## Extrait choisi
★ ★ ★ ★ ★ ★ ★

MILITANTS WALOFONES

MILITANTS WALLOPHONES

Auguste Lurquin

in : Joseph Noël, Tirans nosse tchapia !, Quelques Fossois typiques !, 25/01/1948

 

Auguste Lurquin, dont l’âme fossoise était parvenue au summum de la connaissance de notre patois local, était l’un des nôtres puisque c’est en 1854 qu’il vit le jour ‘en Laiche’ ; son père, maître cordonnier l’avait invité à suivre la profession paternelle, mais battre le cuir n’était pas le sort vers lequel aspirait ce cerveau.

Notre concitoyen fréquenta l’école communale, ‘à l’ bate’, puis, ayant travaillé quelque peu à ‘rapètassî sins gout dès solés’ comme il l’a dit lui-même, il fit son service militaire à Namur, au 1er Régiment de Ligne ; bien noté, il devint sergent. Déjà wallonisant, il se rendait fréquemment au « Caveau » qui était alors situé dans un estaminet face à Saint-Aubain ; il y rencontra les patoisants de l’époque, se prit d’amitié pour eux et en gagna l’estime.

Libéré, Auguste Lurquin entra à l’administration des Postes ; comme tant d’autres, il séjourna dans différentes localités namuroises, liégeoises ou hennuyeères, mais, chose curieuse, jamais il n’exerça de fonctions dans sa villenatale.

Ses capacités le firent remarquer de ses supérieurs et bientôt il est envoyé à Bruxelles-Centre en qualité de commis-chef où  son activité lui fit remanier de fond en comble les services de la distribution. Peu à peu, il gravira l’échelon des grades ; homme au franc parler, affable et serviable à l’excès (si l’on peut dire), il se fit partout aimer par ses sous-ordres ; évoquer Lurquin à un ancien facteur de Bruxelles, de Verviers ou de Charleroi, c’est lui parler du paradis postal.

★ ★ ★ ★ ★ ★ ★

[Enregistrements extraits]
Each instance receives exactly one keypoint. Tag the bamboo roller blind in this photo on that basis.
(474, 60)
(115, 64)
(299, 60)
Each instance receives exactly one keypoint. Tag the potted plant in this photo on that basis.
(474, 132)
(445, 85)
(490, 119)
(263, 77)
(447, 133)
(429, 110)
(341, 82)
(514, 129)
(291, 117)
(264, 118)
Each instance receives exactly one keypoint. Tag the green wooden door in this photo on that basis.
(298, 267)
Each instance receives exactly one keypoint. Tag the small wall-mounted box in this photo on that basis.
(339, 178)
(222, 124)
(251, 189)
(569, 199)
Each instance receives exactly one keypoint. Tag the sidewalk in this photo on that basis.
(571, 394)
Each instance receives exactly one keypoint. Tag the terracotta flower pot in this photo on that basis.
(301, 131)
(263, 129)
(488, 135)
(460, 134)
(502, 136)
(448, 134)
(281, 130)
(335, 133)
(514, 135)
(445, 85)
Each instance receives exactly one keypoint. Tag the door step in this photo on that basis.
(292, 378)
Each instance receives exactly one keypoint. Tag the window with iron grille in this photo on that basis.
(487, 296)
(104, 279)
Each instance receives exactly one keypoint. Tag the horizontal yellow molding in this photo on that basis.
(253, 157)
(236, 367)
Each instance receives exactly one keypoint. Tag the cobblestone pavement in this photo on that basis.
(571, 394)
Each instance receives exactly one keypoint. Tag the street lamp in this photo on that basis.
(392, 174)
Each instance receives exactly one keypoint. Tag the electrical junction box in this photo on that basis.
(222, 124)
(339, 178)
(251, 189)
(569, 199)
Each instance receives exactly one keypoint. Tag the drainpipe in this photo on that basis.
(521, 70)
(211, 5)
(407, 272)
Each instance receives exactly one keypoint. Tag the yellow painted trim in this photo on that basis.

★ ★ ★ ★ ★ ★ ★

## À compléter
• A. Indiquez si chacune de ces affirmations concorde avec le portrait d'Auguste Lurquin : (i) il est né en 1854 ; (ii) il a fait son service militaire à Liège ; (iii) il a été envoyé à Bruxelles-Centre comme commis-chef. Répondez par oui ou non en citant les mots décisifs du portrait.
• B. Poursuivez le portrait d'Auguste Lurquin à partir de sa dernière phrase.

## Réponses ci-dessous
• A.
(i) Oui : « c’est en 1854 qu’il vit le jour ».
(ii) Non : « il fit son service militaire à Namur, au 1er Régiment de Ligne ».
(iii) Oui : « il est envoyé à Bruxelles-Centre en qualité de commis-chef ».

• B.
Nommé percepteur, il eut la vie itinérante de ces fonctionnaires, mais son ambition ne voulut plus de perception provinciale : il voulait qu’un Wallon devint ‘patron’ d’un bureau de la capitale, mais pour ce faire, il fallait connaître le flamand.

Chose incroyable, à 60 ans, Auguste Lurquin abandonne quelque peu ses travaux de linguistique dialectale wallonne et , littéralement, s’attache à l’étude la langue de Van Artevelde. Esprit autodidacte, il parvint, sans aucune aide professorale, à s’assimiler le langage requis et passa l’examen avec la plus grande distinction. C’était au temps du ministre Segers qui félicita le vieux lauréat ; celui-ci, n’ayant cure de politesse, répondit : « Monsieur le Ministre, je trouve ignoble qu’un Wallon puisse prétendre à devenir fonctionnaire à Bruxelles sans la connaissance du flamand ». Segers parla d’autre chose et leva la séance. Peut-être savait-il que le récipiendaire n’était pas « one crosse di taute » et qu’il avait obtenu une médaille d’or au Concours des Glossaires wallons.

Notre nouveau promu, peu fier de son ascension, n’eut dès lors que deux buts : le bien-être de son personnel et l’achèvement de son dictionnaire du patois de Fosses qui devait comprendre plus de dix mille mots.

Souvent, cependant, il se laisse tenter par la Muse, sa verve primesautière se donnait alors libre cours ; ses fables, dont une partie fut éditée en 1908, sont de petits chefs-d’oeuvre de bon goût et surtout de graphie.

Prisé par les sommités dialectales de notre Wallonie, Auguste Lurquin était le familier de Jean Haust, de Feller, de Glesner et tant d’autres épris du même idéal. Père de famille adoré, homme de grand cœur, travailleur infatigable, ami de bon conseil, bref l’intégrité personnifiée, tel fut Auguste Lurquin, le vieux Fossois.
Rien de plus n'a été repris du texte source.